◆ TEKS YANG DIBERIKAN:
Peristiwa-peristiwa dalam revolusi seringkali tidak bisa dipahami secar hitam
putih, demikian pula yang terjadi dalam fase akhir kehidupan PDRI. Arah
sejarah seolah berada dititik persimpangan bagi PDRI, setelah belanda memilih
para pemimpin republik yang ditawan dibangka dan bukan para pemimpin PDRI untuk
berunding, menjadi mitra untuk pembicaraan mengakhiri sengketa kedaulatan
antara indonesia dengan belanda.
Belanda
memilih berunding dengan utusan Soekarno-Hatta yang ketika itu statusnya
tawanan. Perundingan itu menghasilkan Perjanjian Roem-Royen. Hal ini membuat para tokoh PDRI tidak
senang, Jendral Sudirman mengirimkan kawat kepada Sjafruddin, mempertanyakan
kelayakan para tahanan maju ke meja perundingan. Perjanjian Room Royen
yang berhasil merumuskan tahap-tahap menuju pengakuan kedaulatan indonesia
justru merupakan titik awal bagi berakhirnya keberadaan PDRI.
Setelah
Perjanjian Roem-Royen, M. Natsir meyakinkan Syafruddin
Prawiranegara untuk datang ke Jogja, menyelesaikan dualisme pemerintahan RI,
yaitu PDRI yang dipimpinnya, dan Kabinet Hatta, yang secara resmi tidak
dibubarkan.
Setelah
Persetujuan Roem-Royen ditandatangani, pada 13 Juli 1949,
diadakan sidang antara PDRI dengan Presiden Sukarno, Wakil Presiden Hatta serta
sejumlah menteri kedua kabinet. Pada sidang tersebut, Pemerintah Hatta
mempertanggungjawabkan peristiwa 19 Desember 1948. Wakil Presiden Hatta
menjelaskan 3 soal, yakni hal tidak menggabungkan diri kepada kaum gerilya, hal
hubungan Bangka dengan luar negeri dan terjadinya Persetujuan Roem-Royen.
Sebab
utama Sukarno-Hatta tidak ke luar kota pada tanggal 19 Desember sesuai dengan
rencana perang gerilya, adalah berdasarkan pertimbangan militer, karena tidak
terjamin cukup pengawalan, sedangkan sepanjang yang diketahui dewasa itu,
seluruh kota telah dikepung oleh pasukan payung Belanda. Lagi pula pada saat
yang genting itu tidak jelas tempat-tempat yang telah diduduki dan arah-arah
yang diikuti oleh musuh. Dalam rapat di istana tanggal 19 Desember 1948 antara
lain KSAU Suaryadarma mengajukan peringatan pada pemerintah, bahwa pasukan
payung biasanya membunuh semua orang yang dijumpai di jalan-jalan, sehingga
jika para beliau itu ke luar haruslah dengan pengawalan senjata yang kuat.

◆ TUGAS: Alihbahasakan kalimat dari teks tentang PDRI di atas ini ke dalam bahasa Inggris: "Setelah Persetujuan Roem-Royen ditandatangani, pada 13 Juli 1949, diadakan sidang antara PDRI dengan Presiden Sukarno, Wakil Presiden Hatta serta sejumlah menteri kedua kabinet."

◆ DATA YANG DIBERIKAN:
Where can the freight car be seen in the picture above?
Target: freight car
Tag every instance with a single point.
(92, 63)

◆ JAWABAN: After the Roem-Royen Agreement was signed, on July 13, 1949, a session was held between the PDRI and President Sukarno, Vice President Hatta, and a number of ministers from both cabinets.